Stated task = Copy all of the records below word for word, changing nothing.
"""
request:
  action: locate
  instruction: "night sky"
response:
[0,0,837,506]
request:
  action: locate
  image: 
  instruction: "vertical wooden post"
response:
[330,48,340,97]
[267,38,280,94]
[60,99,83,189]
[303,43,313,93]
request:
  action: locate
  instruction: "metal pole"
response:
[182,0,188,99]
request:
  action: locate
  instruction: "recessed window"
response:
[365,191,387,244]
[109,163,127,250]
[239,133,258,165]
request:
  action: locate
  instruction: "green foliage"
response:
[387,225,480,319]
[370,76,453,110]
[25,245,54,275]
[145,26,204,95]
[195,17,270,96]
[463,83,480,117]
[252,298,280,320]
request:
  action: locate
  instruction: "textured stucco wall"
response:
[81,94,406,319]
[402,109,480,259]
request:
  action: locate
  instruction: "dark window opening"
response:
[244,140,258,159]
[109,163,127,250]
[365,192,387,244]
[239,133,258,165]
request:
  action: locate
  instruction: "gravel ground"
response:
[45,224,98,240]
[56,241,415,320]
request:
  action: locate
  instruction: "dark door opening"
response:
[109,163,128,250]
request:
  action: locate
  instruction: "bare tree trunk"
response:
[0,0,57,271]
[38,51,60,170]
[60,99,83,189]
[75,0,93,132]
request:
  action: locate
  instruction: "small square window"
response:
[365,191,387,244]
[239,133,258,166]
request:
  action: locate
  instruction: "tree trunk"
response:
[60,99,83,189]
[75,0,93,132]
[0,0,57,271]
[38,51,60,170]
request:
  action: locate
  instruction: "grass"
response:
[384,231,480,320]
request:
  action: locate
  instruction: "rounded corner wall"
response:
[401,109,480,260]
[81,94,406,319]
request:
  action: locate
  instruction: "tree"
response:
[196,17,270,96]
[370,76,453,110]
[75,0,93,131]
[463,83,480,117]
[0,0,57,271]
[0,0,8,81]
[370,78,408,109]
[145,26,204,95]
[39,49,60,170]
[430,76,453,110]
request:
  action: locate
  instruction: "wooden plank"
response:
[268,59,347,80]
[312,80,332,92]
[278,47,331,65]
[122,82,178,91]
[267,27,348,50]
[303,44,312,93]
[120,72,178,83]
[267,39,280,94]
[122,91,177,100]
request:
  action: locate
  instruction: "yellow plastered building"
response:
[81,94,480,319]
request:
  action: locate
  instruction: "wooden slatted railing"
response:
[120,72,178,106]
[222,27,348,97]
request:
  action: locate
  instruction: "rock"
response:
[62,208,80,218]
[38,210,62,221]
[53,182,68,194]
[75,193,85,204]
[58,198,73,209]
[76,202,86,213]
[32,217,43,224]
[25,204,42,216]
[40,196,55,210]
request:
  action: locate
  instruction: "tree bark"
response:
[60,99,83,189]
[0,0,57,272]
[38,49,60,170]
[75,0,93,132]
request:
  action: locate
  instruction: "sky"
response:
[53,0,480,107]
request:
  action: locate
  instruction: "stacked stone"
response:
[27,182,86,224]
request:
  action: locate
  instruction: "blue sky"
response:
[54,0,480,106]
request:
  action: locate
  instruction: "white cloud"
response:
"""
The reply =
request:
  action: locate
  instruction: "night sky"
response:
[0,0,837,506]
request:
  action: locate
  image: 
  instruction: "vertical wooden post"
response:
[330,48,340,97]
[267,38,280,94]
[60,99,83,189]
[303,43,313,93]
request:
  action: locate
  instruction: "metal pole"
response:
[182,0,188,99]
request:
  action: locate
  instruction: "recessed window"
response:
[365,191,387,244]
[109,163,127,250]
[239,133,258,165]
request:
  action: locate
  instruction: "green foliage"
response:
[387,225,480,319]
[370,76,453,110]
[25,245,54,275]
[145,26,204,95]
[195,17,270,96]
[463,83,480,117]
[252,298,280,320]
request:
  action: locate
  instruction: "textured stucco wall"
response:
[81,94,406,319]
[402,109,480,259]
request:
  action: locate
  instruction: "dark window opening"
response:
[244,140,258,159]
[109,163,127,250]
[365,192,387,244]
[239,133,258,165]
request:
  action: locate
  instruction: "gravel ground"
response:
[45,224,98,240]
[56,241,415,320]
request:
  action: locate
  instruction: "dark door opening"
response:
[109,163,128,250]
request:
  action: locate
  instruction: "bare tree trunk"
response:
[0,0,57,271]
[38,51,60,170]
[60,99,83,189]
[75,0,93,132]
request:
  action: locate
  instruction: "small square window"
response:
[365,191,387,244]
[239,133,258,166]
request:
  action: locate
  instruction: "tree trunk"
response:
[60,99,83,189]
[75,0,93,132]
[0,0,57,271]
[38,51,60,170]
request:
  action: locate
  instruction: "grass"
response:
[384,231,480,320]
request:
  action: locate
  instruction: "rounded corner wall"
response:
[401,109,480,260]
[81,94,406,319]
request:
  action: locate
  instruction: "tree"
response:
[196,17,270,96]
[370,76,453,110]
[75,0,93,131]
[463,83,480,117]
[0,0,57,271]
[0,0,8,81]
[370,78,408,109]
[145,26,204,95]
[39,49,60,170]
[430,76,453,110]
request:
  action: locate
  instruction: "wooden plank"
response:
[268,59,347,80]
[312,80,332,92]
[278,47,331,65]
[122,82,178,91]
[267,27,348,50]
[303,44,312,93]
[120,72,178,83]
[267,39,280,94]
[122,91,177,100]
request:
  action: locate
  instruction: "yellow plastered building"
response:
[81,94,480,319]
request:
  action: locate
  instruction: "wooden slatted railing"
response:
[120,72,178,106]
[222,27,348,97]
request:
  action: locate
  instruction: "rock"
response:
[62,208,80,218]
[38,210,62,221]
[53,182,68,194]
[75,193,85,204]
[58,198,73,209]
[76,202,86,213]
[32,217,43,224]
[25,204,42,216]
[40,196,55,210]
request:
  action: locate
  instruction: "tree bark"
response:
[60,99,83,189]
[0,0,57,272]
[38,49,60,170]
[75,0,93,132]
request:
  action: locate
  instruction: "sky"
response:
[53,0,480,107]
request:
  action: locate
  instruction: "stacked stone"
response:
[27,182,86,224]
request:
  action: locate
  instruction: "blue sky"
response:
[54,0,480,106]
request:
  action: locate
  instruction: "white cloud"
response:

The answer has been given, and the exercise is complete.